◆ **Short exercise 1**
Locate every line in the entries below that contains the string "stone", and copy each of those lines. Case counts, so a match must have the same capital and small letters.

◆ **Page**

Sunday, April 7, 2013

Sticking My Nose In

I'm probably about to upset a lot of my friends and family, and while I accept that as a potential side-effect of this post, it is by no means the intention of it.

Last week was really awesome in my little world. Starting about Tuesday, every time I glanced at Facebook I was overwhelmed by the waves of support and love coming from my peeps because my entire newsfeed looked like this:


Every little red equal sign (or variation thereof) just made me grin from ear to ear. I was impressed not only with the willingness of my (particularly straight, particularly Mormon) friends to publicly stand up with me and so many others to show support for marriage equality, but also the amazing creativity and humor and love that was flowing freely through the interwebs.

Love. It's a thing. And kind of an important one, if you ask me.

Before I get to my point, let me state a few things for the record: First, I haven't considered myself "Mormon" for years. I stopped attending church nearly a decade ago and it's been at least that long since I've watched or listened to or paid even a smidgen of attention to a General Conference address. I was annoyed that the Church of Jesus Christ of Latter Day Saints put so much of their time and resources and funding into the Prop 8 battle that happened in California a few years ago, but it wasn't *my* tithing money, so I mostly kept my mouth shut. Usually when I hear about LDS Church leaders encouraging members to "love the sinner, not the sin" or skirting the "gay" issue by suggesting that same sex attraction is not a sin but acting on it is, I roll my eyes and go on my merry way. Not my church. Not my problem.

◆ **Short exercise 2**
Write the next part of the blog post above about marriage equality, starting right after its final sentence.

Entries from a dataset
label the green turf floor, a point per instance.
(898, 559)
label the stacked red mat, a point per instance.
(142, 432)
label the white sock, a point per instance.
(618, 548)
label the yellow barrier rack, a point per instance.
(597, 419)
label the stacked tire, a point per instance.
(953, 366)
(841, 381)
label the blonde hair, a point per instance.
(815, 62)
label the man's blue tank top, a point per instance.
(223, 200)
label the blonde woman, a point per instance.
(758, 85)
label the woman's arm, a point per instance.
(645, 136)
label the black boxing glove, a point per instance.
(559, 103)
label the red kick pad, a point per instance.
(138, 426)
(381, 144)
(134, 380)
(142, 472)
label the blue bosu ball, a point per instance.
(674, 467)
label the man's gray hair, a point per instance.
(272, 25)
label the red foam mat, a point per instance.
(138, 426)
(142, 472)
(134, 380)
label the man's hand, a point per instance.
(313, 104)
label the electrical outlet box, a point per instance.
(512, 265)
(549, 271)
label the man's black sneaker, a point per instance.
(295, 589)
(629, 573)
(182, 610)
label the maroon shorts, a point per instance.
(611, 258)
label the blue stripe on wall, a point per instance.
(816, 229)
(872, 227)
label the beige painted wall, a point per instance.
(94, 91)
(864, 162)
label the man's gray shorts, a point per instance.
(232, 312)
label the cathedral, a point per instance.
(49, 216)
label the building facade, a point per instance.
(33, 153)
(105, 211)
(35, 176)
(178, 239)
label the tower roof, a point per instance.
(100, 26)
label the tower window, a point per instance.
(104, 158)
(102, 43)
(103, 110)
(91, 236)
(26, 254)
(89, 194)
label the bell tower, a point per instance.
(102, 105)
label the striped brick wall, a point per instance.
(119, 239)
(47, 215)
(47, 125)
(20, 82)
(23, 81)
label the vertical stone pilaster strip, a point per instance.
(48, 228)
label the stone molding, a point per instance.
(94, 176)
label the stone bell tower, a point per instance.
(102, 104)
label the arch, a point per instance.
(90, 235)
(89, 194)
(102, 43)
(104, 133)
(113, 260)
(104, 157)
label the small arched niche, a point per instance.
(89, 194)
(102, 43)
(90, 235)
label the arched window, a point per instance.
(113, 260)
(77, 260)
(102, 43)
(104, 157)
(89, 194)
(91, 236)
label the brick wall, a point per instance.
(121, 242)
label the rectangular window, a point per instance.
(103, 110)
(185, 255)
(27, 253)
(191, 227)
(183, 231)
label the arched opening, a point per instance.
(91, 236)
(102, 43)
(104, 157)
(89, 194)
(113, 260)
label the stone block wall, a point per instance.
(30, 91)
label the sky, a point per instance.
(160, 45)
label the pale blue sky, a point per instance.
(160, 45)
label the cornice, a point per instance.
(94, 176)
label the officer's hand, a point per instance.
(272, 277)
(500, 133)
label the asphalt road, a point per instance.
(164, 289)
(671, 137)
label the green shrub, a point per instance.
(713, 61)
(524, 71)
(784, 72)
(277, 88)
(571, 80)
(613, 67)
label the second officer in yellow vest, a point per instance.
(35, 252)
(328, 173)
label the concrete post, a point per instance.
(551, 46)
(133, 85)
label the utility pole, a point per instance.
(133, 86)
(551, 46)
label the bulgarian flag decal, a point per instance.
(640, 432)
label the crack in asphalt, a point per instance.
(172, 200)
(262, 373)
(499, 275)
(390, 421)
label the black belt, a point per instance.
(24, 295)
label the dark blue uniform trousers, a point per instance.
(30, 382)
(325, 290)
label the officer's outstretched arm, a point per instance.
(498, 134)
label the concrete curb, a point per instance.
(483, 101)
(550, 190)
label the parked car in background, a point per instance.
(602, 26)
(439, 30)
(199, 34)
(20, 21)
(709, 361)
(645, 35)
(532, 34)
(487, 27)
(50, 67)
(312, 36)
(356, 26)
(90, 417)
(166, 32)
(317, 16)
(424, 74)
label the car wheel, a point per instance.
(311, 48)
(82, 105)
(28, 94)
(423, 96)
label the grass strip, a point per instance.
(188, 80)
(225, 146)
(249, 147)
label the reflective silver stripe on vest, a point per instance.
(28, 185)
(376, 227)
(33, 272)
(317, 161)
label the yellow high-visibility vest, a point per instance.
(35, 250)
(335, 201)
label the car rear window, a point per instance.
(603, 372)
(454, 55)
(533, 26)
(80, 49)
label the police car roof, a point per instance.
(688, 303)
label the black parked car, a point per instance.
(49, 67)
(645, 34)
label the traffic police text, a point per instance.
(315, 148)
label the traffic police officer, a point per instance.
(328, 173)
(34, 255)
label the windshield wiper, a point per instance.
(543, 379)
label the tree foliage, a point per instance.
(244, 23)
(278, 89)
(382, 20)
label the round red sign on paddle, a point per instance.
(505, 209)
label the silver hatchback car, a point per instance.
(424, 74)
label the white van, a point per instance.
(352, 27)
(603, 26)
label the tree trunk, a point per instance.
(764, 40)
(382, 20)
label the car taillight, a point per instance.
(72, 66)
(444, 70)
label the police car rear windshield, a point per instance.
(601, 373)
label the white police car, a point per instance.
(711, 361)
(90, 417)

◆ **Written answer 1**
label the vertical stone pilaster strip, a point per instance.
label the stone molding, a point per instance.
label the stone bell tower, a point per instance.
label the stone block wall, a point per instance.

◆ **Written answer 2**
I grew up in Utah. I was raised LDS. Many of my friends and family are Mormon. Yesterday, when it was announced that a Mormon temple will be opened in Cedar City, UT, as far as my Facebook newsfeed was concerned, it was bigger than Grumpy Cat and George Takei combined. ("Did you hear Halle Berry's pregnant?" "Halle who? Who cares? They're opening a TEMPLE IN CEDAR CITY!!" "Hasn't there been a temple in St. George for years?" "Well, yeah, but that's, like, 45 whole minutes away...") Which is to say, whether I'm paying direct attention or not, I hear about stuff that happens during General Conference. (My mom texted me to tell me about the Cedar City temple. It made me giggle. She very rarely texts and when she does, the messages are often monosyllabic. I therefore surmised it was a big deal to her and appreciated her thoughtfulness in keeping me in the loop.)

So, today, between clever memes and witty observations and the occasional "things I'm doing today" post, I came across this article in the Salt Lake Tribune:
Just because the nation may change its laws to "tolerate legalized acts of immorality" does not make those acts any less spiritually damaging, senior apostle Boyd K. Packer said Saturday morning at the LDS Church’s 183rd Annual General Conference.
"The permissiveness afforded by the weakening of the laws of the land to tolerate legalized acts of immorality," Packer said, "does not reduce the serious spiritual consequences that result from the violation of God’s law of chastity." 
"Tolerance is a virtue, but, like all virtues, when exaggerated it transforms itself into a vice," said the 88-year-old Packer, speaking from his chair rather than from the pulpit. "We need to be careful of the ‘tolerance trap’ so that we are not swallowed up in it."

The article is careful to note that he did not directly mention gay marriage or homosexuality. Because, you know, after Wednesday and Thursday of this week, no one is going to have any idea what he meant by "weakening of the laws of the land".

But the part that really stood out in my mind was the notion that tolerance can ever possibly be a vice. I'm not going to get all tied up in why "tolerance" isn't all that great anyway...

(but here's a video of someone explaining it pretty well)

...but rather I want to chat for a minute about how a man who many of my loved ones believe to be an apostle and mouthpiece of God can stand up in front of a group of Christians and say (essentially), "Love thy neighbor, but make sure you're not loving them too much."

Huh?

I must have missed the part in the scriptures (and I'm going to go ahead and include the Book of Mormon, Doctrine & Covenants and Pearl of Great Price when I say "scriptures") where it says, "love everyone, but not too much. Because, as you know, too much virtue can be a vice."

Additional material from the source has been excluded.